▶ **Task to complete**
Copy all of the records below word for word, but leave out the pictures.

--- Begin Entries shown ---

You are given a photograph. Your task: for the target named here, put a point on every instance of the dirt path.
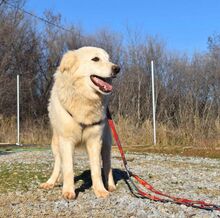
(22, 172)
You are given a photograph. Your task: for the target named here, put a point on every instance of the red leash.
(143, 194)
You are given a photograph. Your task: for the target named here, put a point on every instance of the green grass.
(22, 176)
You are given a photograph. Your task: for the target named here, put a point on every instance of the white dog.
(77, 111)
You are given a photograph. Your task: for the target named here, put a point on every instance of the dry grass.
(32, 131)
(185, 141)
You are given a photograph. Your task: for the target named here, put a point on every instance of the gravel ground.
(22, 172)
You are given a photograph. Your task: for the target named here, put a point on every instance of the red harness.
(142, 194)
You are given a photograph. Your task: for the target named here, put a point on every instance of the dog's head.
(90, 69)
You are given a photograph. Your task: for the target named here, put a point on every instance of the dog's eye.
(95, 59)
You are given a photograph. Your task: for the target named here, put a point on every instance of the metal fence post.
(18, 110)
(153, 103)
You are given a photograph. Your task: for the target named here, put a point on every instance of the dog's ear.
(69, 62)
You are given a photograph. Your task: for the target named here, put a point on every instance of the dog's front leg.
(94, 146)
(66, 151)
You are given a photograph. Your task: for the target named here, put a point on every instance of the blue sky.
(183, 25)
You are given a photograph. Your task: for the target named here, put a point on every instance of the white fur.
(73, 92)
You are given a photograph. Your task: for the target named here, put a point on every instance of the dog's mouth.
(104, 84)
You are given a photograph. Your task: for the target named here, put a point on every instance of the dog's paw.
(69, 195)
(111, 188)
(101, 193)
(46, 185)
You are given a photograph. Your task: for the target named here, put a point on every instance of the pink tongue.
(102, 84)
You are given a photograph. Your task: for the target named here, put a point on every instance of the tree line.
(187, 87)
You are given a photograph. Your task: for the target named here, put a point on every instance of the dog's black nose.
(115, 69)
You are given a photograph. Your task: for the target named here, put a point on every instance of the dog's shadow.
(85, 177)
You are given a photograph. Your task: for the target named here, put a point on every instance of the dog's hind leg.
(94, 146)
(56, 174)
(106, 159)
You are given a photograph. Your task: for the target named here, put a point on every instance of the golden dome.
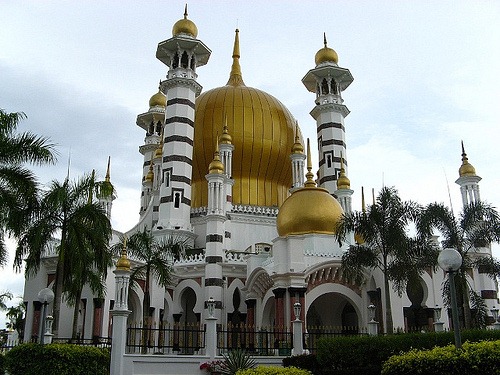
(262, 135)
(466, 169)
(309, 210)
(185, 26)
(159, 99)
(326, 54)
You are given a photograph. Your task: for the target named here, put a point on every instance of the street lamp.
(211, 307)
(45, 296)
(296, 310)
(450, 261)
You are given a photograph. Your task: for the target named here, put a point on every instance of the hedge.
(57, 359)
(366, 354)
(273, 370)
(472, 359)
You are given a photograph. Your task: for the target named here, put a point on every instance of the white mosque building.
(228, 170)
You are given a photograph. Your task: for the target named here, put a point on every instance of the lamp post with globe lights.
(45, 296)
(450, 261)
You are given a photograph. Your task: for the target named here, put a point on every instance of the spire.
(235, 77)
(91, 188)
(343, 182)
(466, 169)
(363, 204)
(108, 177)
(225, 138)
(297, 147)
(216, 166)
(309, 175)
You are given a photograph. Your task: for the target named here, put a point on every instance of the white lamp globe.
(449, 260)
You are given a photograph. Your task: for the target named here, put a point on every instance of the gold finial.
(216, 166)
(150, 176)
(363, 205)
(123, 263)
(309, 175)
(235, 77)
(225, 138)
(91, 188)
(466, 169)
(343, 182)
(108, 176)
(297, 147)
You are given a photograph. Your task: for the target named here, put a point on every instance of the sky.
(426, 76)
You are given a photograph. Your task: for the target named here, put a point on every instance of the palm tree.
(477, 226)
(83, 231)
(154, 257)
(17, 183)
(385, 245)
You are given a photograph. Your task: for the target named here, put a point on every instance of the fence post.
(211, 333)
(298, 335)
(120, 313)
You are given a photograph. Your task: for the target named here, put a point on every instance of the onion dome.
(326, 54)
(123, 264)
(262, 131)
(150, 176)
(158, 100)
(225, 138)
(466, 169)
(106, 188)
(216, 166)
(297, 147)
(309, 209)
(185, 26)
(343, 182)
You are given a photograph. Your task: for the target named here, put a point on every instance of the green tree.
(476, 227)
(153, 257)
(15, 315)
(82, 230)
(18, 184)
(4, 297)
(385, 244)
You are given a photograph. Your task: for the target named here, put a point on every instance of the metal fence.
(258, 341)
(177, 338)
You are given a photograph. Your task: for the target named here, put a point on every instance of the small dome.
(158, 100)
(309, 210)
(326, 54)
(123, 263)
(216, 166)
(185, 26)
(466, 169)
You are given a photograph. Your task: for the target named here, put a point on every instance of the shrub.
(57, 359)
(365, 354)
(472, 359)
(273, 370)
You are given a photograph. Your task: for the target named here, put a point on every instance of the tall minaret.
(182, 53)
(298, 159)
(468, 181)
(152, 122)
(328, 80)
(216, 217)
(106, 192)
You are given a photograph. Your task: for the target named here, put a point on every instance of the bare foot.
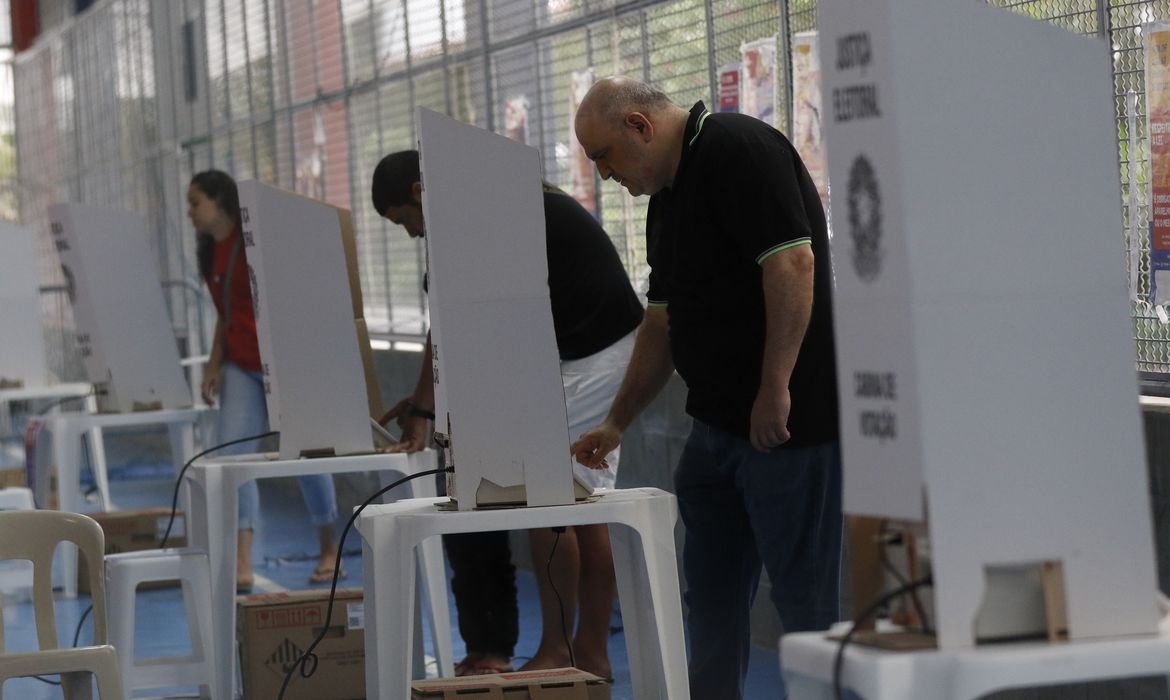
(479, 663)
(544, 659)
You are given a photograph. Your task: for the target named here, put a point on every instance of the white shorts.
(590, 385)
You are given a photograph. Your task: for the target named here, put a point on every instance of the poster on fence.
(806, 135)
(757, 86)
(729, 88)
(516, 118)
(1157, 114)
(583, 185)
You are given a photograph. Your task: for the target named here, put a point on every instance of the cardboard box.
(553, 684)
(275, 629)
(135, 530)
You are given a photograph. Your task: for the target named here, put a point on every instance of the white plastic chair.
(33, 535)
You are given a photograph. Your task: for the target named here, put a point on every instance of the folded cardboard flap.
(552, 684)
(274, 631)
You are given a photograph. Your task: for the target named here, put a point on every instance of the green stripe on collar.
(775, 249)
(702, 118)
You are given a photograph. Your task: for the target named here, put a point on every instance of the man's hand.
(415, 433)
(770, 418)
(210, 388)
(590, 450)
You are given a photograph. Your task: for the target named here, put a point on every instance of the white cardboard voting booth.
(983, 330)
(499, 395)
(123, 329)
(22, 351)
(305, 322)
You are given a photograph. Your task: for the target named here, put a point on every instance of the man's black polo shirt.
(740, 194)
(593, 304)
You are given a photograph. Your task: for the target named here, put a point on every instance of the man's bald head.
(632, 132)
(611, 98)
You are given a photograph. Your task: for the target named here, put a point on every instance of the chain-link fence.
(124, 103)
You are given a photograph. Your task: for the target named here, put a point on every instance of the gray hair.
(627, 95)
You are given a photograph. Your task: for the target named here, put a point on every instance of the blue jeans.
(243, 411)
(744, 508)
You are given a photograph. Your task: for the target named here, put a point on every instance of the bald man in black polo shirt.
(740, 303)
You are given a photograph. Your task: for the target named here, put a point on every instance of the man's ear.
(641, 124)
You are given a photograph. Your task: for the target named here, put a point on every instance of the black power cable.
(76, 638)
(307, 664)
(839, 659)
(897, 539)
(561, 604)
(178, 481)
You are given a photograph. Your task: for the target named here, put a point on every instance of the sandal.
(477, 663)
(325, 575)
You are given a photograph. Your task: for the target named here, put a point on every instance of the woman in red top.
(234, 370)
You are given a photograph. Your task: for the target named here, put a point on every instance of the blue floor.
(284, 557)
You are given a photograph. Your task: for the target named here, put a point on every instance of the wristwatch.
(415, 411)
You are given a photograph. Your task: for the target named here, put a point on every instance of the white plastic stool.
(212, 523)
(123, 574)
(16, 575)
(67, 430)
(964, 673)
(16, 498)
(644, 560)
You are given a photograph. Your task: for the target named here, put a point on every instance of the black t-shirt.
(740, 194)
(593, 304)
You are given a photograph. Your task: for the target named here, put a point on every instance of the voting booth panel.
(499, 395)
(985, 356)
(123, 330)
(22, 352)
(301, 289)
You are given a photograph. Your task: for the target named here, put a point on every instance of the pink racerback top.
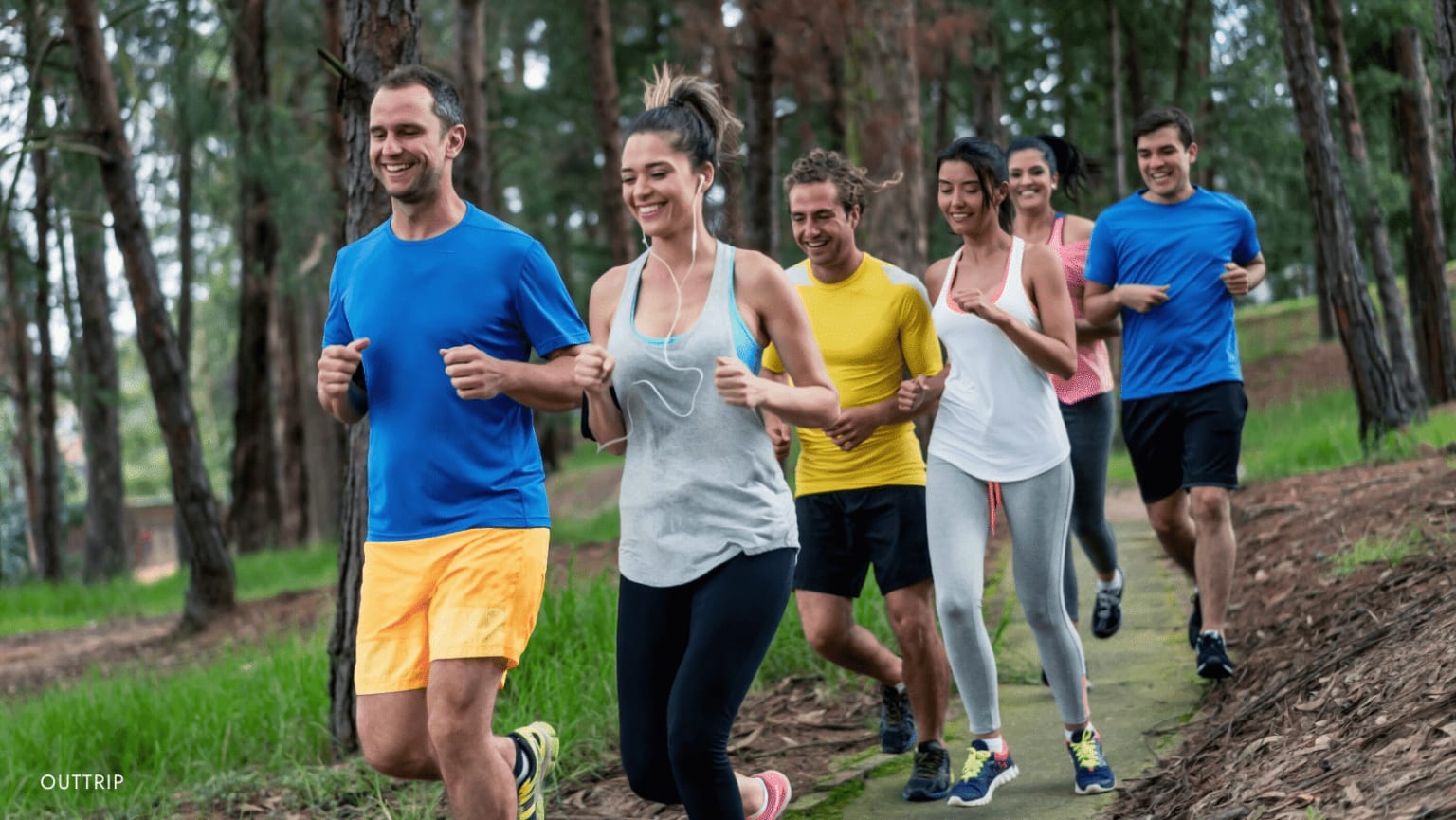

--- End Entries shown ---

▶ **Output of the exercise**
You are given a photograph. Your task: for the target named here, put a point on every instance of the dirt path.
(22, 172)
You are given a photograph. Your task: for the target named here, put a point on every instance of the red leash.
(143, 194)
You are given a photograph. Your task: for the target named here, put a point on every instance of the green grass.
(22, 176)
You are given a photograph. Your task: for the target named here, put a point on every instance of the white dog.
(77, 111)
You are given a photograph. Your task: for the target named here, put a point on every instance of the dry grass.
(32, 131)
(185, 141)
You are given a photograph. Your task: for the target named here, put a point on every instance of the gravel ground.
(22, 172)
You are given a photograph. Your task: for the target named here, put a point on every instance of the red harness.
(142, 194)
You are given a photograph. Your task: for the target named here, put a point on every instance of the dog's head.
(90, 69)
You are given a photograph. Your task: for the target named here, put a point on every instance of the dog's eye.
(95, 59)
You are given a photograph. Your task: for the target named here, put a point on every instance of the metal fence post.
(18, 110)
(153, 103)
You are given a photograph. Your task: for the target named here, put a point on every instance of the dog's ear.
(69, 62)
You are given a photograph. Your task: for the target named here, put a point on every instance of the dog's front leg.
(94, 146)
(66, 151)
You are given a photograph. Your task: for the target named here, put a point on every instance of the blue sky.
(183, 25)
You are given a photograph. Your task: for the target named here, put a point on every instance of the white fur.
(73, 92)
You are given a photograph. Your task: for the target named here, put a point on every instance of the dog's mouth.
(104, 84)
You are given a photograph. Your task: for the target named here, put a point on every instance of the dog's paw.
(69, 195)
(111, 188)
(101, 193)
(46, 185)
You are given a photograph. Your task: for the target named here, put a point on every instance of the pink tongue.
(102, 84)
You are given a photograph. Your task: for the target named here, put a point on every instance of the tree line.
(187, 87)
You are given a photograph. Your task: for the target named here, put a point on every instance of the dog's black nose.
(115, 69)
You are given a photograph. Your task: for the target named here, put a point on every instance of the dog's shadow.
(85, 177)
You are given a photograph. Your task: for the target named here, put a point on every instance of the dog's hind leg.
(94, 146)
(56, 174)
(106, 159)
You are given a photograph. Your task: for the target named here, put a point on every instance of the golden dome.
(262, 135)
(466, 169)
(309, 210)
(185, 26)
(159, 99)
(326, 54)
You are given a photograph. Your task: for the target named here, put a point on every instance of the street lamp.
(211, 307)
(45, 296)
(296, 310)
(450, 261)
You are given a photograph. Your task: for the target named here, put a point on every instance of the hedge.
(57, 359)
(366, 354)
(273, 370)
(472, 359)
You are given a photograph. Your task: for the target named here, put a point on every instance of the white mosque building.
(228, 170)
You are given a photograph. Your task: for the target named here, put a point on every instance of the lamp post with globe lights.
(45, 296)
(450, 261)
You are given a photograph. Your task: for the target named here, put a point on every instance of the spire.
(235, 77)
(91, 188)
(343, 182)
(466, 169)
(363, 204)
(108, 177)
(225, 138)
(297, 147)
(216, 166)
(309, 175)
You are given a photograph. Your task: for the target named here, put a point on every instance of the white lamp globe.
(449, 260)
You are given a photograph. Your task: for the target named here, put a point on every instance of the gold finial.
(216, 166)
(150, 176)
(363, 205)
(123, 263)
(309, 175)
(235, 77)
(225, 138)
(91, 188)
(466, 169)
(343, 182)
(108, 176)
(297, 147)
You are given a photograph. Your task: for the target named here, put a point on every instance of the sky.
(426, 76)
You are given a photograph. Your task: for the target named here, put a point on every instance of the palm tree.
(477, 226)
(83, 231)
(154, 257)
(17, 183)
(385, 245)
You are given a photograph. Your task: for the target named here, put a point on every instance of the fence post.
(211, 333)
(298, 335)
(120, 313)
You are given a photograph. Your task: for the target named here, put a point on every instance of the onion dome.
(326, 54)
(123, 264)
(262, 131)
(150, 176)
(158, 100)
(225, 138)
(466, 169)
(106, 188)
(216, 166)
(297, 147)
(309, 209)
(185, 26)
(343, 182)
You are given a photograph. Your task: for the target named here, put a point on every instance of the green tree.
(476, 227)
(153, 257)
(15, 315)
(82, 230)
(18, 184)
(4, 297)
(385, 244)
You are given a photograph. Your task: for the target named here, put a point on every instance of the metal fence.
(258, 341)
(177, 338)
You are given a photograph. Your task: for the target named here, put a point on every instance of the small dome.
(158, 100)
(309, 210)
(326, 54)
(123, 263)
(216, 166)
(185, 26)
(466, 169)
You are given a photograph. Your task: for the target named here, put a point on every instance of the shrub.
(57, 359)
(365, 354)
(472, 359)
(273, 370)
You are given a photograph. Your task: for the target named here, put a point on every instance of the tall minaret.
(182, 53)
(298, 159)
(468, 181)
(152, 122)
(328, 80)
(216, 217)
(106, 192)
You are given a photograph. Your task: for the target named here, put a point on every instance of the bare foot.
(479, 663)
(544, 659)
You are given a photograph. Your task: for the target named here, put a point on every instance of the white shorts.
(590, 385)
You are given a photograph. Your task: for the target named here, put a point on every instance of the poster on fence.
(806, 135)
(757, 86)
(729, 88)
(516, 118)
(1157, 114)
(583, 185)
You are given a photograph. Your task: for the target named here, put a point on every instance of the cardboard box.
(553, 684)
(275, 629)
(135, 530)
You are given a photograph. Your task: for the target named here, put a point on every instance of the white plastic chair.
(33, 535)
You are given a photograph. Your task: for the target named here, put a point on every instance of the folded cardboard flap.
(552, 684)
(274, 631)
You are given a photograph. Your task: for the target named here, put a point on every instance of the green stripe on collar.
(775, 249)
(702, 118)
You are given a photograph. Your task: for the target named here, put a point on every instance of the man's hand.
(415, 433)
(770, 418)
(210, 388)
(590, 450)
You are given a photograph. Your task: for the target named here, put a point on every instance of the white cardboard voting booth.
(983, 330)
(499, 395)
(123, 329)
(22, 351)
(305, 322)
You are given a photograph. Your task: for the target named here, put a point on every instance of the man's black polo shirt.
(740, 194)
(593, 304)
You are given a photograph. Your task: for the target named here, put a point on every instance of the man's bald head.
(632, 132)
(611, 98)
You are given a photograph. Your task: for the target named here, put a point on every instance of the chain-link fence.
(124, 103)
You are given a photograph. Your task: for the target named here, put a point on every instance of the gray hair.
(627, 95)
You are given a photograph. Your task: for the target named here, put a point on every instance of the blue jeans.
(243, 411)
(744, 508)
You are given a photograph. Your task: for the target named here, put a point on every instance of the bald man in black polo shirt.
(740, 303)
You are given a photograph. Your task: for the target named here, put a point on every instance of the man's ear.
(641, 124)
You are given a photograph. Your task: for the target named here, put a point on every instance of the black power cable.
(76, 638)
(307, 664)
(839, 659)
(897, 539)
(561, 604)
(178, 481)
You are given a photograph. Your task: for the target named here, put a point on every instance of the sandal.
(477, 663)
(325, 575)
You are given a photograph. Your task: for the target named here, put a point on every instance of the woman in red top.
(234, 370)
You are given a photograph. Your task: for the target named here, put a point on every instance of the blue floor.
(284, 557)
You are given a photograph. Your task: for the target named here, put a point on every instance of the wristwatch.
(415, 411)
You are given a photograph. Your task: for the target named here, put a point on every instance of the white plastic stool.
(212, 523)
(123, 574)
(16, 575)
(67, 430)
(964, 673)
(16, 498)
(644, 560)
You are given a photograph. Your task: for the target named here, put a point on every instance of the black t-shirt.
(740, 194)
(593, 304)
You are given a photograph. Your task: for the target named here, put a point on every instance of the voting booth panel.
(499, 395)
(985, 356)
(123, 330)
(22, 352)
(301, 289)
You are given a photograph. Your task: for the target named here, put a point on every instance of the pink racerback top.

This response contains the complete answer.